Collected data entries
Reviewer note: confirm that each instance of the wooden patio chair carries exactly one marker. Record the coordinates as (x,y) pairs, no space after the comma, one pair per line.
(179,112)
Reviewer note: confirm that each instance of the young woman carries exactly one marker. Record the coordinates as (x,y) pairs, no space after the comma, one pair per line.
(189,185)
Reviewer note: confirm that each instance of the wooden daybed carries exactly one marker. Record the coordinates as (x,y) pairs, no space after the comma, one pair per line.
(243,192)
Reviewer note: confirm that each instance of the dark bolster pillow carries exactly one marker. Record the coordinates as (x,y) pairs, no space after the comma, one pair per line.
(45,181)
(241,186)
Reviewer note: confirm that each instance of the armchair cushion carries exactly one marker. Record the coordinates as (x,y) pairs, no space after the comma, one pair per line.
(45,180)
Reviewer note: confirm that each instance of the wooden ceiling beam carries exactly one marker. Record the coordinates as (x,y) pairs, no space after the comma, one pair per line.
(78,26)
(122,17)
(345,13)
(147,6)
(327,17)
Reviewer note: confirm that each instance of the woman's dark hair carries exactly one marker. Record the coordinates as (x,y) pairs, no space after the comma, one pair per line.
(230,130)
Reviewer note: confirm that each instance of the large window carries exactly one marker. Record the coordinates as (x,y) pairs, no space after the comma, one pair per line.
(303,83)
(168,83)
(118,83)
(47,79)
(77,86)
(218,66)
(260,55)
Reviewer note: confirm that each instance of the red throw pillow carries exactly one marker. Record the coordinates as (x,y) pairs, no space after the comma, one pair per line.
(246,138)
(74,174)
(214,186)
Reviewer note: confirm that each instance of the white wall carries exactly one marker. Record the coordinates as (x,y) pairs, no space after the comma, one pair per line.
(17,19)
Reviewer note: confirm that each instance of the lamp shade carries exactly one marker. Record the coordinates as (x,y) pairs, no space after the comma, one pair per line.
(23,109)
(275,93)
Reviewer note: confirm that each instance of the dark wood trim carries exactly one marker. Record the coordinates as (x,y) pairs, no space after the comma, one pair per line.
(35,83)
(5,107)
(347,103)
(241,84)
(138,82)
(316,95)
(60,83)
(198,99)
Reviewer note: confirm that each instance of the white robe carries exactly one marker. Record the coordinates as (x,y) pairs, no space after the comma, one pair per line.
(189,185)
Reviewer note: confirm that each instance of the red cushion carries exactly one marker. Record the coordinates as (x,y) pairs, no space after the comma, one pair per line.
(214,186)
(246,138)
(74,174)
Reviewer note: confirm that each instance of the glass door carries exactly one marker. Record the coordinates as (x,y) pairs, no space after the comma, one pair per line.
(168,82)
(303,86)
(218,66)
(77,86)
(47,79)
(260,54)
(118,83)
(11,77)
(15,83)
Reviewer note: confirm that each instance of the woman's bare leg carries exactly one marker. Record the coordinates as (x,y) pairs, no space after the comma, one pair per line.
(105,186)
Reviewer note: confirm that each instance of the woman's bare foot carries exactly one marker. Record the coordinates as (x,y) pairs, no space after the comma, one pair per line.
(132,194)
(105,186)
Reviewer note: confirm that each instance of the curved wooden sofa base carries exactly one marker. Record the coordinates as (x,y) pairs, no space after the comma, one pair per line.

_TASK PROMPT_: Go through the material above line by line and copy it exactly.

_WRITTEN SOLUTION_:
Reviewer note: confirm that each instance of the wooden patio chair carries exactly one marker. Record the coordinates as (x,y) pairs, no space after the comma, one pair per line.
(179,112)
Reviewer note: confirm that each instance of the young woman carries exactly one marker. Record the coordinates as (x,y) pairs, no space after the comma, one pair per line.
(189,185)
Reviewer note: confirm that each instance of the wooden daybed carries exactly one marker. Record the coordinates as (x,y) pairs, no space after the comma, one pair per line.
(243,192)
Reviewer note: confirm that each instance of the dark bolster pillow carries exactly one marker. Record the coordinates as (x,y) pairs, no space after the comma, one pair per line.
(45,181)
(241,186)
Reviewer note: confirm that each instance of the armchair cushion carries exactly one marker. Record the coordinates as (x,y) pairs, no space after the comma, one pair per line.
(45,180)
Reviewer note: confirm that each instance of the wooden ceiling beam carries exactly one marker. Record the coordinates as (x,y) pairs, no space after the comma, one pair per line.
(78,26)
(122,17)
(345,13)
(147,6)
(327,17)
Reviewer note: confirm that each instance of the woman's dark hair carries exactly one marker. Record the coordinates as (x,y) pairs, no space after the comma, one pair per line.
(230,130)
Reviewer note: confirm that each instance of the large window carries exactly one marker. Record the coordinates as (x,y) pairs, no space after the comma, one pair per line.
(303,83)
(168,83)
(118,83)
(47,79)
(77,86)
(218,66)
(260,55)
Reviewer note: confirm that each instance of the red throw pillow carries exactly one marker. Record the coordinates as (x,y) pairs, no space after the comma, one pair per line.
(246,138)
(74,174)
(214,186)
Reviewer note: confirm that each instance of the white wall carries exactly one marker. Record the coordinates as (x,y) pairs, no space after the comma, one pair per line.
(17,19)
Reviewer note: confirm that each instance of the lamp shade carries exactly one marker. Record the coordinates as (x,y) pairs, no space after the comma, one pair per line.
(23,109)
(275,93)
Reviewer note: confirm that each instance of the dark wood trim carries exactly one marker. Record the coordinates as (x,y) pairs, no space after the comma, one pair per line.
(35,83)
(5,107)
(347,103)
(241,84)
(138,82)
(316,95)
(60,83)
(198,99)
Reviewer note: confirm that each instance of the white robe carries exactly one marker. Record the coordinates as (x,y) pairs, no space after the comma, one pair per line.
(189,185)
Reviewer note: confirm that each instance of the red cushion carries exactly one marker. Record the coordinates as (x,y) pairs, no space after the comma, one pair per line.
(214,186)
(246,138)
(74,174)
Reviewer note: confirm that each instance of the glass door carries exactly one marker. Record the coordinates as (x,y) pairs, no space after the comma, one pair per line.
(168,82)
(303,86)
(218,66)
(77,86)
(47,79)
(260,54)
(118,83)
(11,77)
(15,83)
Reviewer note: confirm that each instance of the woman's bare leg carries exactly one marker. Record the coordinates as (x,y) pairs, no space after the comma, one pair per line.
(105,186)
Reviewer note: confirm that each instance of the woman's bare foot carries exactly one marker. Record the coordinates as (x,y) pairs, no space after the comma, one pair per line.
(132,194)
(105,186)
Reviewer note: confirm that each instance of the curved wooden sofa base carries exactly one marker. Record the coordinates as (x,y) pairs, no space after the comma, one pair per line.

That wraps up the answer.